(APPLY WHAT YOU READ):
**A.** Retype the passage from the mortality-model article that lies between "This is an article" and "in the world.", inclusive.
**B.** According to the mortality-model article, at what level of infection within a population do infection cases always appear to plateau?

(PASSAGE FOR REVIEW):
....................

This is an article by John Church. John is an oil and gas professional and has spent some 30 years working for one of the biggest oil companies in the world.
A few weeks ago, I created an age-dependent mortality model.This was a top-down approach, trying to make a predictive model that honoured various observations and data, and I have updated and fine-tuned it as more information has become available. The model has remained robust and has recently been validated by an analysis of the recent Spanish serological study from which age-dependent mortalities were calculated, leading to very similar numbers.
I now want to build in the additional observation that amongst most populations, regardless of any measures in place, the infections stop growing exponentially once a certain level of infection has been reached. Infection cases always appear to plateau at or before ~ 25% of infection levels within the population. The question I am posing is: why does this happen?

....................

(DATASET ENTRIES):
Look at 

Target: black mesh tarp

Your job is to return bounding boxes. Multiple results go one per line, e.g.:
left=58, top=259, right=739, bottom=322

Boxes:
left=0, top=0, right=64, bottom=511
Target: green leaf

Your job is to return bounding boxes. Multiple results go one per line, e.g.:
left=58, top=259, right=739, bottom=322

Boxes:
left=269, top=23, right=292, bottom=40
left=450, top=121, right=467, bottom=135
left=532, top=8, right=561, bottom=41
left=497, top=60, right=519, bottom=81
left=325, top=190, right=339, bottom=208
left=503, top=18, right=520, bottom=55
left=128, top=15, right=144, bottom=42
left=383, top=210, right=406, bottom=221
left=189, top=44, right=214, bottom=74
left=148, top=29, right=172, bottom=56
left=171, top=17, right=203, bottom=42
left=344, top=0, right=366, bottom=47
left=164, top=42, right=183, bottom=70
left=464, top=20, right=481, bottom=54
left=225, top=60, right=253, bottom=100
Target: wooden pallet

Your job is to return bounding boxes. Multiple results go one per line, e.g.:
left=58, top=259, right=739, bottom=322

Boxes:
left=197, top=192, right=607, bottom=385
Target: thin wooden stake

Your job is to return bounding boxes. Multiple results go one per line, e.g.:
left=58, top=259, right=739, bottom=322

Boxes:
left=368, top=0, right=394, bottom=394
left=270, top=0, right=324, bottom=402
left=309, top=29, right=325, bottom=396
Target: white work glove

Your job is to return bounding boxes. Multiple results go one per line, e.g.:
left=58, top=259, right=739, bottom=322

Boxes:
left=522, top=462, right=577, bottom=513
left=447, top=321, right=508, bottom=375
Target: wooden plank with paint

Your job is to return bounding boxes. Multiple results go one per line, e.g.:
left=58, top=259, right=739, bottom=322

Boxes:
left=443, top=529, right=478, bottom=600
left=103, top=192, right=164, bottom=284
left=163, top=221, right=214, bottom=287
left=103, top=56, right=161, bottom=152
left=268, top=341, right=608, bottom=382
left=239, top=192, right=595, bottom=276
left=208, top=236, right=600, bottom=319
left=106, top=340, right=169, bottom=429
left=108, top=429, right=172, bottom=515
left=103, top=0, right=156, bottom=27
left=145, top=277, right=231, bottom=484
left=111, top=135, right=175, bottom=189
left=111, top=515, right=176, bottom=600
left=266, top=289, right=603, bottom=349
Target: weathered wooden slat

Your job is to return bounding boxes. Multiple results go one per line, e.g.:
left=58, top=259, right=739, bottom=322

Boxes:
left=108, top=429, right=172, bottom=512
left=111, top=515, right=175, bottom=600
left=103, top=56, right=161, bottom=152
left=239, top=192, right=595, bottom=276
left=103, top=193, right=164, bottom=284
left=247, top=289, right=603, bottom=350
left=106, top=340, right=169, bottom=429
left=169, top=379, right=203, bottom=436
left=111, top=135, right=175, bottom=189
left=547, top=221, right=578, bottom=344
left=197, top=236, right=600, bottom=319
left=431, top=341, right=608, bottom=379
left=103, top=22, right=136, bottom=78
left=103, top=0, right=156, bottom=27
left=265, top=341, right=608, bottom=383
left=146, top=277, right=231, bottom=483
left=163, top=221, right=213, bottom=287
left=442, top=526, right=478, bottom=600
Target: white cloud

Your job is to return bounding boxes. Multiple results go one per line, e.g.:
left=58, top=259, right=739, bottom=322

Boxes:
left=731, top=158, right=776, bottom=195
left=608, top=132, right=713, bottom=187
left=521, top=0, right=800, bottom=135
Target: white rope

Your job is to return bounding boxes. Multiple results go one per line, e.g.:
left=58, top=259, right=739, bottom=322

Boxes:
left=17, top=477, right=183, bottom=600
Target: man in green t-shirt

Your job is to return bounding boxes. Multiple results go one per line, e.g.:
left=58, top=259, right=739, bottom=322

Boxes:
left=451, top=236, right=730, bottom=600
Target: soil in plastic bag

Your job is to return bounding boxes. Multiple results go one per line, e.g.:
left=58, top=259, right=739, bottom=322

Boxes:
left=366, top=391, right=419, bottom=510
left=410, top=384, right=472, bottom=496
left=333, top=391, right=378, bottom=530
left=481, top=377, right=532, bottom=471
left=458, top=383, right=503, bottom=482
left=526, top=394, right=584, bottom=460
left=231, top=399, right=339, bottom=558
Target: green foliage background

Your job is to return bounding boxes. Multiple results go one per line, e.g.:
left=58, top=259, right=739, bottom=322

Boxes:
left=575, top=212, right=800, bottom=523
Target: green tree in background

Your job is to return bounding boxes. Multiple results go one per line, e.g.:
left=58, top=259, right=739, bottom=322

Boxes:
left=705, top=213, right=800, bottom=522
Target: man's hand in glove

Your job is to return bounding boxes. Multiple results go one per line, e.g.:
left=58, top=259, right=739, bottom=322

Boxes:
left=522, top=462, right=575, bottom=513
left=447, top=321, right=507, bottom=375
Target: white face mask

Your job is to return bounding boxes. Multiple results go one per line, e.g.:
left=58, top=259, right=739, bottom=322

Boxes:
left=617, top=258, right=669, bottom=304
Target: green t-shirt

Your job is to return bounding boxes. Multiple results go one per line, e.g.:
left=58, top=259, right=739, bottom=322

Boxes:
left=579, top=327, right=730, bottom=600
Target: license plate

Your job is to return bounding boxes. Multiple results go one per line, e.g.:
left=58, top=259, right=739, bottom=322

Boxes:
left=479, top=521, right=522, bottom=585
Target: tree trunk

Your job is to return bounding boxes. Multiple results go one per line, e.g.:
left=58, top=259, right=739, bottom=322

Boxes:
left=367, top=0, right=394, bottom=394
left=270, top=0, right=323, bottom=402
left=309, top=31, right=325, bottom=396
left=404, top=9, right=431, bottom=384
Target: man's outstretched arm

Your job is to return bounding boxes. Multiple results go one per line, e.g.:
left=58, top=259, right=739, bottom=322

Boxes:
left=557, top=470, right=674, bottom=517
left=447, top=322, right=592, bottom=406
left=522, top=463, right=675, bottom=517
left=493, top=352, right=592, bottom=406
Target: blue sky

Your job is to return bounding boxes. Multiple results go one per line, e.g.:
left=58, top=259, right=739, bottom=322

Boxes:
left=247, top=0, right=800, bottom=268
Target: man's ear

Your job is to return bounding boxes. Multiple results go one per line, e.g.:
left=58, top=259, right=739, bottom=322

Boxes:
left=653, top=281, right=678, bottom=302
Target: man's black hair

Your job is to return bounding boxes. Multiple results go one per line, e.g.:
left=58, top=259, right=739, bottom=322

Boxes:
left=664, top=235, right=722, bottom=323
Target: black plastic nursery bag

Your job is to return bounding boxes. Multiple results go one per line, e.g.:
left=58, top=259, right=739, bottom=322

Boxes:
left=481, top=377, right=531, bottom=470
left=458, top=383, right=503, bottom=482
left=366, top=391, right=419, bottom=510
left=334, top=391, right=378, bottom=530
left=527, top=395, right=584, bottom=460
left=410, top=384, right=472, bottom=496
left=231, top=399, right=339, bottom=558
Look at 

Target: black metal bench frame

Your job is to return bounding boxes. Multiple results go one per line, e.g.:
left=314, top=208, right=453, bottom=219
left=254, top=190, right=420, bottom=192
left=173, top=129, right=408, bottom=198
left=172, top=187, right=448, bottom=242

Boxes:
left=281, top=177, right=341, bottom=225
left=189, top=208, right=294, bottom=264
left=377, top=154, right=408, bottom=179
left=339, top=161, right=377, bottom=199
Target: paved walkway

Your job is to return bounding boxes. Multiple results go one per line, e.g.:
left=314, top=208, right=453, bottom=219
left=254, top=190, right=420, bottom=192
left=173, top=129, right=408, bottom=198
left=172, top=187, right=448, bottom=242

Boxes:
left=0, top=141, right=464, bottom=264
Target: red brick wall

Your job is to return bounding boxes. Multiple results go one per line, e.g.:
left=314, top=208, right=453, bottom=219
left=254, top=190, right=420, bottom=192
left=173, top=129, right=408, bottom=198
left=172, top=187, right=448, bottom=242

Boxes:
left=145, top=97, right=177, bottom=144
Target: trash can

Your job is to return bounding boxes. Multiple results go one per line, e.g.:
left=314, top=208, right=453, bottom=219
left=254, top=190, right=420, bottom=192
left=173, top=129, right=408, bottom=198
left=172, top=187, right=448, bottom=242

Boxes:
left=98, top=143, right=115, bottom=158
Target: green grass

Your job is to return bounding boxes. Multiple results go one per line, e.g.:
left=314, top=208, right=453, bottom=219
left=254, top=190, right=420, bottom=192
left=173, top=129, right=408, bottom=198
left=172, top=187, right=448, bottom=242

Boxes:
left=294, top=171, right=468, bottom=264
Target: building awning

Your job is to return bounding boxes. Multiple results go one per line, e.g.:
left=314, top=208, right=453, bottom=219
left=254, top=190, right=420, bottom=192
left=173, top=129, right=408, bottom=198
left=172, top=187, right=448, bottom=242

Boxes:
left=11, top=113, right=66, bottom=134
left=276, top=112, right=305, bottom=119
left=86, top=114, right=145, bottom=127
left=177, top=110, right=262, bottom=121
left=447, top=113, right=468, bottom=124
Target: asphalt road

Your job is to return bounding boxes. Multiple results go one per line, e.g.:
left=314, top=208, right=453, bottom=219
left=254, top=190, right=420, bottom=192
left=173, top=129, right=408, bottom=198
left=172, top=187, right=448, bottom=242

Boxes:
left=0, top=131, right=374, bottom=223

....................

(SOLUTIONS PER TASK):
**A.**
This is an article by John Church. John is an oil and gas professional and has spent some 30 years working for one of the biggest oil companies in the world.

**B.** At or before about 25% infection within the population.